(Aim of the task): For the word "stucco", copy every line of the material that includes it.

START The data

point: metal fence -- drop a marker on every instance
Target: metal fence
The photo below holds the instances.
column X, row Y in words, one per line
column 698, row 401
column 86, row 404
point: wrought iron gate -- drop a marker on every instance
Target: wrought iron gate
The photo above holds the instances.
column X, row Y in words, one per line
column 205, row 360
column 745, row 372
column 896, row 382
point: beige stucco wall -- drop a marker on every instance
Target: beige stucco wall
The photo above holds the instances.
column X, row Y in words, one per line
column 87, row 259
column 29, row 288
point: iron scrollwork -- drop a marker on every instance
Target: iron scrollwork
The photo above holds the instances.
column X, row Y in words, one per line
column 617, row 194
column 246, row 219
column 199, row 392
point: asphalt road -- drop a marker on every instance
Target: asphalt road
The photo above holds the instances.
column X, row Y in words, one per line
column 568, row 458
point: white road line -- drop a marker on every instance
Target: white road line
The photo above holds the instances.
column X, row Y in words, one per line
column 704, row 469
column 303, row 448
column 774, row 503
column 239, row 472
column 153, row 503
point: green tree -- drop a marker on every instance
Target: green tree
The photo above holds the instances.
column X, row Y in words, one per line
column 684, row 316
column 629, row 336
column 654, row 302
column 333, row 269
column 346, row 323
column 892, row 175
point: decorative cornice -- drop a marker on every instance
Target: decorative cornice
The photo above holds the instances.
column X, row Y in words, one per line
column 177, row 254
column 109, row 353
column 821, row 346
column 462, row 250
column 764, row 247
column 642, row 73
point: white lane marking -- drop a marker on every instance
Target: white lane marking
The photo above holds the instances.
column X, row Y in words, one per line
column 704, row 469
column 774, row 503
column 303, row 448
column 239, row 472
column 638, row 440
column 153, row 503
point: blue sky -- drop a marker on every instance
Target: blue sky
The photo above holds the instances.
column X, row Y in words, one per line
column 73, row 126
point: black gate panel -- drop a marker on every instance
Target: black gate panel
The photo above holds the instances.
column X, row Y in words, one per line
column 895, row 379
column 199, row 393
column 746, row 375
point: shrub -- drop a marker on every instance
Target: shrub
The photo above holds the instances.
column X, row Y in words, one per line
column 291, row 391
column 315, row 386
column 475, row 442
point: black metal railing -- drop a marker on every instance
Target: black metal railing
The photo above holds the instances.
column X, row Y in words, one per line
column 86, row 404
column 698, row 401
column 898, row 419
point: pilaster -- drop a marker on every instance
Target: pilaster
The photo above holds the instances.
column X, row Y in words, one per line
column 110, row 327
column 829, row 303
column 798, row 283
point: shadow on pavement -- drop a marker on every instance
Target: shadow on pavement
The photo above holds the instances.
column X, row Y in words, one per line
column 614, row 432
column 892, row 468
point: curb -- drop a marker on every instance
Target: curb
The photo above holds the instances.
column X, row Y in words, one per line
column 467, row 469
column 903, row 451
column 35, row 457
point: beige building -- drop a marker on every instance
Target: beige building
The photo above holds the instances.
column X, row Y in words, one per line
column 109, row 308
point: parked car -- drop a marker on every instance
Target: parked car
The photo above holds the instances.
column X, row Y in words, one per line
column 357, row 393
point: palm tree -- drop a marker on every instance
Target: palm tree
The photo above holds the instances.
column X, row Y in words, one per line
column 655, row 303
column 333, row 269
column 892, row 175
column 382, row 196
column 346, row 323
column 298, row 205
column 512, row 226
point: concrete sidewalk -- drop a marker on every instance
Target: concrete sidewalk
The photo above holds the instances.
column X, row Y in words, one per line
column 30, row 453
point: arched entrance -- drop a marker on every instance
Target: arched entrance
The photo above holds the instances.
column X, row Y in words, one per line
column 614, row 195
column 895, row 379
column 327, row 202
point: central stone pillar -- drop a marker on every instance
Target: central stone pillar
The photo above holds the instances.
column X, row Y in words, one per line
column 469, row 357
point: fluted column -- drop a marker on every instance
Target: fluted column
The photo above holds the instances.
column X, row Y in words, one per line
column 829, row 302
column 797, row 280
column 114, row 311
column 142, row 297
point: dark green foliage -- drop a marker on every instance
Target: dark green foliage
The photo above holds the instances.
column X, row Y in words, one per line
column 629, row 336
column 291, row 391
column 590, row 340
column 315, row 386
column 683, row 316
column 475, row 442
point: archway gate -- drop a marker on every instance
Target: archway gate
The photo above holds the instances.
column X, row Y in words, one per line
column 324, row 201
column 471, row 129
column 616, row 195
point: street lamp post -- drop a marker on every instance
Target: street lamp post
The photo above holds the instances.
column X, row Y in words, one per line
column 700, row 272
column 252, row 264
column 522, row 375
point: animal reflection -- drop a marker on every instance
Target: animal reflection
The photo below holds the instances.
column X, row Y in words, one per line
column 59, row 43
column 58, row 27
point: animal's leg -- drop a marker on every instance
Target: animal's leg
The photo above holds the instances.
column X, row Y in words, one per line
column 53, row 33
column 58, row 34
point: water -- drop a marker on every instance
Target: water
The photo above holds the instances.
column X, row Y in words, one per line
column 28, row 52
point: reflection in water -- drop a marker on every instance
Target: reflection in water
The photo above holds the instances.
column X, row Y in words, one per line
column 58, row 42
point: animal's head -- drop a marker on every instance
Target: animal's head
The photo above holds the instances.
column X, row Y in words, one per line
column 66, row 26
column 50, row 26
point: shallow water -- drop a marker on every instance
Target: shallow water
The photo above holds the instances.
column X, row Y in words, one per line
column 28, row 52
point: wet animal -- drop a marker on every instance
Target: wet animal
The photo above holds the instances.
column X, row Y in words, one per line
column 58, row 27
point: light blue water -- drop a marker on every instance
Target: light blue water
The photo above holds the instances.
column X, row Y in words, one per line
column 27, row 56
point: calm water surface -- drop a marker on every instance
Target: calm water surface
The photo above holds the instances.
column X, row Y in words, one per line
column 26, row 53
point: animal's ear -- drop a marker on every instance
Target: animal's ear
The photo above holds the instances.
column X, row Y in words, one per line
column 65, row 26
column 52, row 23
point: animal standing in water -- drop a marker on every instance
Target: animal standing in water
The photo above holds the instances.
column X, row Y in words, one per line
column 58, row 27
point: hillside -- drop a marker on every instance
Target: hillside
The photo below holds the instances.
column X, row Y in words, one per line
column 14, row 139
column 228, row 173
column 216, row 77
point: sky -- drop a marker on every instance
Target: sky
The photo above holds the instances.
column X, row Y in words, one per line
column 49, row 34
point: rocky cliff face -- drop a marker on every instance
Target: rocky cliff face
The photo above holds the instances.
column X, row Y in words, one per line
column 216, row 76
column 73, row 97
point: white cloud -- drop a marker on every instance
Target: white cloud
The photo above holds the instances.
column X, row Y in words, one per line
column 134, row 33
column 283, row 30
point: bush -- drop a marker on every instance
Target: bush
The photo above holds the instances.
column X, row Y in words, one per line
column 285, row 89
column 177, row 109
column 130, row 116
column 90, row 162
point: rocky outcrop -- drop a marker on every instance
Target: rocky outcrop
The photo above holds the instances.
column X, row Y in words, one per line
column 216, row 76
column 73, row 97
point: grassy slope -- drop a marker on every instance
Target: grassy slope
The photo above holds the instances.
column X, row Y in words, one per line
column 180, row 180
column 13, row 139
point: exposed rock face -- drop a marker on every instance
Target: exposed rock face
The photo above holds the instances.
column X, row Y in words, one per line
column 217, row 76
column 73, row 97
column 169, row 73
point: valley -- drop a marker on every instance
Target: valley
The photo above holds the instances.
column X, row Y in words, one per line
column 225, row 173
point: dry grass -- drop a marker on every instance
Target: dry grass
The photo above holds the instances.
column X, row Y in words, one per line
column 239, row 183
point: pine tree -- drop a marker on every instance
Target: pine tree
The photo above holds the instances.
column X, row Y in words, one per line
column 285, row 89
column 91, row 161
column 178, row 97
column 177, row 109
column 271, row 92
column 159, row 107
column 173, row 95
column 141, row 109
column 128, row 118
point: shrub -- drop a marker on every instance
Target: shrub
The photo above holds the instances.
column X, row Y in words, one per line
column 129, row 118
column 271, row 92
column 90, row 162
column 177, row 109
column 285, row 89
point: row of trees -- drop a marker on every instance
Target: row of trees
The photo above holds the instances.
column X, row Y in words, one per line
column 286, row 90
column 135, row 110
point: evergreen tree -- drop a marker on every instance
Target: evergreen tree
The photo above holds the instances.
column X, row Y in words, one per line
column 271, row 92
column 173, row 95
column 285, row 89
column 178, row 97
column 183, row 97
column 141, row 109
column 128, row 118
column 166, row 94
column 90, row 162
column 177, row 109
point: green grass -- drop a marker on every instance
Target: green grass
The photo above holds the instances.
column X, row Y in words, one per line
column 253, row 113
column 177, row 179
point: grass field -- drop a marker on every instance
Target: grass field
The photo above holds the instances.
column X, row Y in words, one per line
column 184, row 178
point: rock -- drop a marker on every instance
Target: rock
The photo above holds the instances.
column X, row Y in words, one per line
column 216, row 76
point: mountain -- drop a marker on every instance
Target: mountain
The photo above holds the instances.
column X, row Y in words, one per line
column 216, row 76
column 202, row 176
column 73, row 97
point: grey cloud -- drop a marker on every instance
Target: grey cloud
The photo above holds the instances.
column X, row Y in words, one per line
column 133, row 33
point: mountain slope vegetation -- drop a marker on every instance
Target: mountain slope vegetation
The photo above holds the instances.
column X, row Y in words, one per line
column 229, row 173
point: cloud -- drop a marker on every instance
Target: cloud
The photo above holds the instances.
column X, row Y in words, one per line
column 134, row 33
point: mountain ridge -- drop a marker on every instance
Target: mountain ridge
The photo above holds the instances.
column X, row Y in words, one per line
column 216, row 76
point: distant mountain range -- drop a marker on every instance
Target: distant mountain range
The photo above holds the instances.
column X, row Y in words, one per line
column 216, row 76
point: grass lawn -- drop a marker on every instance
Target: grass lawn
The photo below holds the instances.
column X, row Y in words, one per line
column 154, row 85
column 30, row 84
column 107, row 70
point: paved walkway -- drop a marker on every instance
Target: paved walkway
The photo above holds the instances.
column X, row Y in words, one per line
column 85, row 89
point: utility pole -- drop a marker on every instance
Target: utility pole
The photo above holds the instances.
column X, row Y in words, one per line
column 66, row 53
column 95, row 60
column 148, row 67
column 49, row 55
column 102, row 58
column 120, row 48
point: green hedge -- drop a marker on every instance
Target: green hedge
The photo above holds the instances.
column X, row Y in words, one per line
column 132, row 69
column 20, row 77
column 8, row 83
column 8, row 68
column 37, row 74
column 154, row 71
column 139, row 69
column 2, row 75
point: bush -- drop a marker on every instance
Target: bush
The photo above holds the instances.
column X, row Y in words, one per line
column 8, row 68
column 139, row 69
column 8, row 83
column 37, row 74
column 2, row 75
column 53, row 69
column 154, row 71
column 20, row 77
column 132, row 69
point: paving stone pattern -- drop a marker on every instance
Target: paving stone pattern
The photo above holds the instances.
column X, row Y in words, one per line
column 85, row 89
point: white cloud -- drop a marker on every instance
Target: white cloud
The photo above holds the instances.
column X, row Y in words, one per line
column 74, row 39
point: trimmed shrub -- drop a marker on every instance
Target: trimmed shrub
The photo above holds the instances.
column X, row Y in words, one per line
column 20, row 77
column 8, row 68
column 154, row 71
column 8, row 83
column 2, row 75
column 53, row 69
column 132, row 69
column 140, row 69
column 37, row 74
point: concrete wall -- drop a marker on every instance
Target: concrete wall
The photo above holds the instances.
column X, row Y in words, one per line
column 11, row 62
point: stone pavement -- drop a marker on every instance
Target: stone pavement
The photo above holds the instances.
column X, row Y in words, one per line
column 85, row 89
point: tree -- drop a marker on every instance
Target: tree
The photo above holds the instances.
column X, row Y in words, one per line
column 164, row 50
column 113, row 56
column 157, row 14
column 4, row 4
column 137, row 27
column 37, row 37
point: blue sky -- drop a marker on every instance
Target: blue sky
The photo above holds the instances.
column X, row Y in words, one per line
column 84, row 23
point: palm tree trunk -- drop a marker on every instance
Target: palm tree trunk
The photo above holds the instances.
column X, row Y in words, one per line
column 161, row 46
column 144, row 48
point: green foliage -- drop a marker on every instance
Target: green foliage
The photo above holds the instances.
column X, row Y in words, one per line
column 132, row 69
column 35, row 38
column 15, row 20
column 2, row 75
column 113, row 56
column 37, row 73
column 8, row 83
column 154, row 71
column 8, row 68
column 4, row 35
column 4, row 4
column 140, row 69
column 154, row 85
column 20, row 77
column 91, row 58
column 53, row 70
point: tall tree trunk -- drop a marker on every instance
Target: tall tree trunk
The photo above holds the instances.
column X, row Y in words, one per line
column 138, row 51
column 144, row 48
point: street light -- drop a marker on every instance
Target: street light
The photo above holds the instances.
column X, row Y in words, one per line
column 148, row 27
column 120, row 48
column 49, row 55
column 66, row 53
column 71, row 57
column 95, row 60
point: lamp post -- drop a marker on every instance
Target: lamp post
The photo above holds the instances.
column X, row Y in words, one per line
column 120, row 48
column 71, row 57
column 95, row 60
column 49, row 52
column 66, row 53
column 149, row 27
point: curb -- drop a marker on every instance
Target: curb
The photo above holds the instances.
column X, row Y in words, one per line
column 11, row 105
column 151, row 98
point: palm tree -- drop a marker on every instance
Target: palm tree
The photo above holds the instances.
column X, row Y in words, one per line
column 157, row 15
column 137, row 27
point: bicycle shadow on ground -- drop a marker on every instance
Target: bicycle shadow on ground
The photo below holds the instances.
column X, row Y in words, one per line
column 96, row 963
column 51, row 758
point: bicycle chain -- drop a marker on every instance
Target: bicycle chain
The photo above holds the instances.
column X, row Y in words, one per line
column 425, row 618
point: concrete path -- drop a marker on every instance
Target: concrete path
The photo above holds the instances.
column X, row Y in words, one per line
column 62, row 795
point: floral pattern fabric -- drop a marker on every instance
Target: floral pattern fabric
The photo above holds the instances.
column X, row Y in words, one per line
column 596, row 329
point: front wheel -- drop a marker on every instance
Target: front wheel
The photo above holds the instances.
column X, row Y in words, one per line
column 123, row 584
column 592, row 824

END The data

(Problem solution):
point: beige stucco wall -- drop a marker on every instance
Target: beige stucco wall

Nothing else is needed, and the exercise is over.